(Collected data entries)
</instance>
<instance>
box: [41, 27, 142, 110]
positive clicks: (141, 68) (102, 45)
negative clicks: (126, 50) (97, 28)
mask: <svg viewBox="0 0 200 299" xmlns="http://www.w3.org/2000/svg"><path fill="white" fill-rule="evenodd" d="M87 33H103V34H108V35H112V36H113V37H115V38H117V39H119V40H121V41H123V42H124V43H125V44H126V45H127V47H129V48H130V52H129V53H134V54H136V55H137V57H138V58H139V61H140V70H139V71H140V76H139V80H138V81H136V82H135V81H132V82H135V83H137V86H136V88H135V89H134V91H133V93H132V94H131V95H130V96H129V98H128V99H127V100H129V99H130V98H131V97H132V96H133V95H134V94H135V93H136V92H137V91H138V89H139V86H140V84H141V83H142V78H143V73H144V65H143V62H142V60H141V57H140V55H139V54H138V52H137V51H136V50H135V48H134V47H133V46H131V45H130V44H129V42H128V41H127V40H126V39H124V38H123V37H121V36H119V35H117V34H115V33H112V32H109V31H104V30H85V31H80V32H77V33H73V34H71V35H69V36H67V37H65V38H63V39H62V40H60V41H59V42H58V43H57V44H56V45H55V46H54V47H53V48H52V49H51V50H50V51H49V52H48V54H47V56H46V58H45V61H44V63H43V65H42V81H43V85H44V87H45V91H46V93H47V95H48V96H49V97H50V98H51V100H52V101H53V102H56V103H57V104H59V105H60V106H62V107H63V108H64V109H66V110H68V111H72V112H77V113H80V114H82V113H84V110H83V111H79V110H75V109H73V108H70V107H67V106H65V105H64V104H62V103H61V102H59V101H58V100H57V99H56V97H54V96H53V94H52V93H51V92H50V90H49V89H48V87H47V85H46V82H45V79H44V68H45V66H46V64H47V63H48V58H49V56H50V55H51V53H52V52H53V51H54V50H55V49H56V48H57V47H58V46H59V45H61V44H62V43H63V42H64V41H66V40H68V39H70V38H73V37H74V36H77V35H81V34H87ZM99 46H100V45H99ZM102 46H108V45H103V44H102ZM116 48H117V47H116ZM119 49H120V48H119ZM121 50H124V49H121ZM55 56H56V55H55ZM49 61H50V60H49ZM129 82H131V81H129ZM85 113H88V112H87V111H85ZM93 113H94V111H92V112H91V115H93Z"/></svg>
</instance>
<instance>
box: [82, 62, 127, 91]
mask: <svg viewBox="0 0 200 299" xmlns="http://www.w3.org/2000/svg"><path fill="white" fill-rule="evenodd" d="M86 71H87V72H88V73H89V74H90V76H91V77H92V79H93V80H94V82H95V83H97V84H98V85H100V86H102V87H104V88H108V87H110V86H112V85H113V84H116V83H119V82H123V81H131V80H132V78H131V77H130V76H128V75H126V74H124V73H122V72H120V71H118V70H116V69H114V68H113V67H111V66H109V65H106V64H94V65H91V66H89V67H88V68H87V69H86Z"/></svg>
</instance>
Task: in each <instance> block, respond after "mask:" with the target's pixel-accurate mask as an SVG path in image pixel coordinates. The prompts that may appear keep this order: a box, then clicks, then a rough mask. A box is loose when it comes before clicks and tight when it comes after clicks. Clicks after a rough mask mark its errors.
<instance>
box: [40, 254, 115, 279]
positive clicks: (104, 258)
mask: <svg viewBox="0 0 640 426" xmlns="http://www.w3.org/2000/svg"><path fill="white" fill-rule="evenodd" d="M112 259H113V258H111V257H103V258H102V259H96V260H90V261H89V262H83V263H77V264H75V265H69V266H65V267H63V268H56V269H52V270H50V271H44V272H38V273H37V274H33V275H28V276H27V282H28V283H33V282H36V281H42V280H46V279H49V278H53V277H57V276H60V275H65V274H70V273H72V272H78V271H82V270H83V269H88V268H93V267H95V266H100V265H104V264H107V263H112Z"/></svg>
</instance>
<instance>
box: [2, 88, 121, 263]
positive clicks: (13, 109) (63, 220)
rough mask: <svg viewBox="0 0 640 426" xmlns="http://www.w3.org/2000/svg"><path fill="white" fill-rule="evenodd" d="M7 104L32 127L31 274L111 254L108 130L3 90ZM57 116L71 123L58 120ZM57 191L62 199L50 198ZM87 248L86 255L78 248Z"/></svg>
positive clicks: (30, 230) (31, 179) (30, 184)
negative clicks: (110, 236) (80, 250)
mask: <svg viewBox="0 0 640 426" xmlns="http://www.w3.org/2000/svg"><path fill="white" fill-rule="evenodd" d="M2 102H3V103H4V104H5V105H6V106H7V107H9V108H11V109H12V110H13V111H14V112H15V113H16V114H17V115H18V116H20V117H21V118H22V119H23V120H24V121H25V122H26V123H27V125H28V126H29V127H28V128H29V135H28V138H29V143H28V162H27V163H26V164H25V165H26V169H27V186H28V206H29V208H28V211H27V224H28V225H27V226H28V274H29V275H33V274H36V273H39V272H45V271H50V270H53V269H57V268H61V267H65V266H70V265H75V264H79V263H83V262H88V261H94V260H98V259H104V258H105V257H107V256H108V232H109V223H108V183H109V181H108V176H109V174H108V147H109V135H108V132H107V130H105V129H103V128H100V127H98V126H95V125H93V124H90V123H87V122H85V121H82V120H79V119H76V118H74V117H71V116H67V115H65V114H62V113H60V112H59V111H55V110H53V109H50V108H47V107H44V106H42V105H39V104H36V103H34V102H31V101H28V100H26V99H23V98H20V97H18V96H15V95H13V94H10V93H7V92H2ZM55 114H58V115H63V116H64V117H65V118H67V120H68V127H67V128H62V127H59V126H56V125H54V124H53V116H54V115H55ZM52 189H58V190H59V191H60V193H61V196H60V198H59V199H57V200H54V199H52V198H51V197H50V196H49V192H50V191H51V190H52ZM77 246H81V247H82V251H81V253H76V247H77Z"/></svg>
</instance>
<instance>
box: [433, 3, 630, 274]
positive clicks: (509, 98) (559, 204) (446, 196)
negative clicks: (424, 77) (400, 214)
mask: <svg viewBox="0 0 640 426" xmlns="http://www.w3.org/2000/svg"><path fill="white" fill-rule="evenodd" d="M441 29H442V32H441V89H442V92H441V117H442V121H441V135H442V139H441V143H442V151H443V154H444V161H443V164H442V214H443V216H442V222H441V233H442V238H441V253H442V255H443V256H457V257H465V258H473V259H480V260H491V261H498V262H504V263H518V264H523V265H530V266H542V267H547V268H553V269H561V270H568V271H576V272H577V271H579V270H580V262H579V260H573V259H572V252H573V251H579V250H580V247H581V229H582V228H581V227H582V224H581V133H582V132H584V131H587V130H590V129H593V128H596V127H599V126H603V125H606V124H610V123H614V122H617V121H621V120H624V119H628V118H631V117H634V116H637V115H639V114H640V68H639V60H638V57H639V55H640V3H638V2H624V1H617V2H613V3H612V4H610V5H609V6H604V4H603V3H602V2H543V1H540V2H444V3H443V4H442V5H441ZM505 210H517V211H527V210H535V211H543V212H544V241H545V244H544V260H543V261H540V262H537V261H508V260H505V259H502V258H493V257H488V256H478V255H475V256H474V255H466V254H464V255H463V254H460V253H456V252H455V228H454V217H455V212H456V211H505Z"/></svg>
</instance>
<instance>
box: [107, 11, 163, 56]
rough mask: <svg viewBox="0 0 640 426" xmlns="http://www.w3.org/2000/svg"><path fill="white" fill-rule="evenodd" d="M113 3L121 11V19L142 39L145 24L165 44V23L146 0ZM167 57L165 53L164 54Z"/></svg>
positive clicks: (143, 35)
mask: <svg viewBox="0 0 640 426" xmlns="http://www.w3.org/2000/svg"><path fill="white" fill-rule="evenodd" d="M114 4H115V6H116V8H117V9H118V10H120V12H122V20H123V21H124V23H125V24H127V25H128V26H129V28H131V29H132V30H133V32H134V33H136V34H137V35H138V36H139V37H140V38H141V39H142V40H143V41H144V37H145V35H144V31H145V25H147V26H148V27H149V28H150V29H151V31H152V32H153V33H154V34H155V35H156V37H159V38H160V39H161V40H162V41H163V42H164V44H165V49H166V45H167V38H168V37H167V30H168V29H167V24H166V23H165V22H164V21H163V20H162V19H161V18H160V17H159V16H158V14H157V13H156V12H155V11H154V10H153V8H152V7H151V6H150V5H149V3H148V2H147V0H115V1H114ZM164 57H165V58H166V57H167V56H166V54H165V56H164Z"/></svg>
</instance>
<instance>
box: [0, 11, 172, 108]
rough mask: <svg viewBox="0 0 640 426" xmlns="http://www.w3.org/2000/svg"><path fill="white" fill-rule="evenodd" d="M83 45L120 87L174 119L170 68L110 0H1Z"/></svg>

**ACTIVITY**: Report each line of the records that holds the word "rough".

**RESULT BELOW**:
Task: in each <instance> block, respond after "mask:" with the target's pixel-accurate mask as an SVG path in image pixel coordinates. The prompts that may appear keep this order: a box, then clicks, then a rough mask. A box is loose when it comes before clicks and tight when it comes after clicks. Clicks after a rough mask mark its errors.
rough mask: <svg viewBox="0 0 640 426" xmlns="http://www.w3.org/2000/svg"><path fill="white" fill-rule="evenodd" d="M7 104L32 127L31 274L111 254L108 130L3 90ZM57 116L71 123L58 120ZM57 191L62 199L50 198ZM87 248L86 255L78 248Z"/></svg>
rough mask: <svg viewBox="0 0 640 426" xmlns="http://www.w3.org/2000/svg"><path fill="white" fill-rule="evenodd" d="M113 3L121 11V19L142 39L145 24L165 44V23L146 0ZM167 57L165 53L164 54Z"/></svg>
rough mask: <svg viewBox="0 0 640 426" xmlns="http://www.w3.org/2000/svg"><path fill="white" fill-rule="evenodd" d="M83 45L120 87L174 119L170 68L110 0H1Z"/></svg>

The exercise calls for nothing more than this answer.